→ **Excerto da página**
A autoridade das Poças era o ti Mariano. Um homem de respeito, que respeitava todos, e todos o respeitavam. Uma figura típica da Ribeira Grande e única nas Poças. Aquele velho lobo-do-mar conhecia as marés e toda a zona circundante do seu meio. Era alto, elegante, e usava um chapéu de pequena aba, tipo “gringo” o tempo inteiro. Comia tigelada de chicharros quase todos os dias e tinha cerca de uma dezena de filhos (perdi a conta). Todos eles, se não tivessem aparência humana seriam peixes porque nadavam como eles. Mas eu nunca vi o ti Mariano nadar. Sempre o conheci agasalhado do sol, e protegido da brisa marítima. Morava mesmo em frente das Poças.

Na América não se fala em “congestões”. Toda a gente vai para a água quando apetece, tanto com a barriga cheia como vazia. Com cerca de quarenta anos a viver nos Estados Unidos nunca me apercebi de nenhuma notícia sobre a morte de alguém por congestão a tomar banho. Em Portugal respeita-se a regra de esperar três horas depois das refeições. Mas nas Poças, o ti Mariano absolvia esta regra. A rapaziada que não queria esperar pelo tempo da digestão recorria a ele, a perguntar se podia ou não tomar banho. A resposta era sempre a mesma: “Não comeste nada quente, podes ir para a água.” Já se sabe que era isto que se queria ouvir. O ti Mariano disse que sim, e nas Poças ele é quem manda!…

Fora da época balnear, até mesmo na força do inverno, todos os domingos, sem falha, por volta das nove da manhã, eu batia à porta do ti Mariano. Não era preciso dizer nada, porque quem a porta abria já trazia consigo a chave das Poças. Era com ela que se abria as barracas da mudança de roupa e dos chuveiros. Muitas vezes, de sobretudo e guarda-chuva se ia às Poças ao domingo de manhã. Depois de tirada a roupa de inverno, em calção de banho e de sapatilhas nos pés, fazia-se uma corrida ao Palheiro para aquecer o corpo, e em seguida dava-se a entrada triunfal, de uma só vez, na água do mar. Seguia-se o duche, com água muito mais fria, com lavagem de corpo e cabelo a sabão branco e azul. Depois, a entrega da chave em casa do ti Mariano, com uma pequena gorjeta. Era a garantia da chave no próximo domingo, à mesma hora. Recordo o dia em que me tornei emigrante, com pormenores que aqui já mencionei, e não vou repetir, a não ser os abraços (únicos) ao ti Mariano e à sua esposa. Até um dia, se Deus quiser. Parece que Deus não quis, porque aquela foi a última vez que os vi.

→ **Objetivo do exercício**
Enumere, pela ordem em que aparecem no excerto da página, as etapas das idas de domingo às Poças que vêm depois de tirada a roupa de inverno.

→ **Registos de dados**

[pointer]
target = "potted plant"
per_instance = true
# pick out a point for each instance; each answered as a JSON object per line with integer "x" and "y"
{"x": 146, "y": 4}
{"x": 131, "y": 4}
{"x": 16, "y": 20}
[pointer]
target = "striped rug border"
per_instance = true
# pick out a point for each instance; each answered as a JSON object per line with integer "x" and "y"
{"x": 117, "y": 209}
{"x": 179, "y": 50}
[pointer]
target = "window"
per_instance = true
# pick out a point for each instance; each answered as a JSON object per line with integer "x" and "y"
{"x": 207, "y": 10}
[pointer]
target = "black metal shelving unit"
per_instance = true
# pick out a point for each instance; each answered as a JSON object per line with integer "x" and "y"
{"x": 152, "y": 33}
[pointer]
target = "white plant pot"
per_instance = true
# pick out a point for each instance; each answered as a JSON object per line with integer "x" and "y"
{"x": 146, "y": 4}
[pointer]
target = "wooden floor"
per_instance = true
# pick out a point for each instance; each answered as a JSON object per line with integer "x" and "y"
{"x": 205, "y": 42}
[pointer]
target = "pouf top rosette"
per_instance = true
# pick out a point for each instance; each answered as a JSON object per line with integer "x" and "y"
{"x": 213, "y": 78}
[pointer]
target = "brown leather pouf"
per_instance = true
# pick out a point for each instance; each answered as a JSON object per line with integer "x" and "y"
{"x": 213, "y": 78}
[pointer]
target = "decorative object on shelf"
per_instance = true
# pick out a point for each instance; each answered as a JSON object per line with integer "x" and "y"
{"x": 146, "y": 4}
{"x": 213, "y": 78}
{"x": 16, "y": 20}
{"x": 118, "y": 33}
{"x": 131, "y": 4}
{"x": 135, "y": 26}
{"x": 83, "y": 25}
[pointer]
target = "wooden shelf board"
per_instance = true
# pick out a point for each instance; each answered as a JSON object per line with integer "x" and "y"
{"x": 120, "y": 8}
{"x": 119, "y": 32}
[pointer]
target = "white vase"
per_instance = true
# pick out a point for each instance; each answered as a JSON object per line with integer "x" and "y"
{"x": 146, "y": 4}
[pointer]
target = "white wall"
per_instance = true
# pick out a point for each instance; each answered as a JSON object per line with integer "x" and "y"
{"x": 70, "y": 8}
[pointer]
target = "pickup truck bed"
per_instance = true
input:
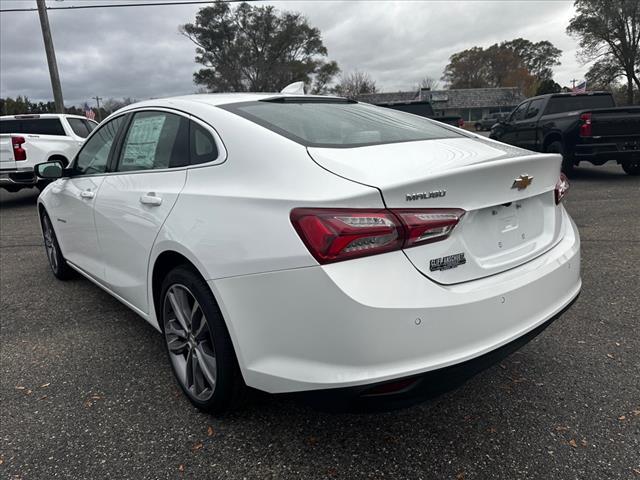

→ **Resolução escrita**
1. Uma corrida ao Palheiro para aquecer o corpo.
2. A entrada triunfal, de uma só vez, na água do mar.
3. O duche, com água muito mais fria, com lavagem de corpo e cabelo a sabão branco e azul.
4. A entrega da chave em casa do ti Mariano, com uma pequena gorjeta.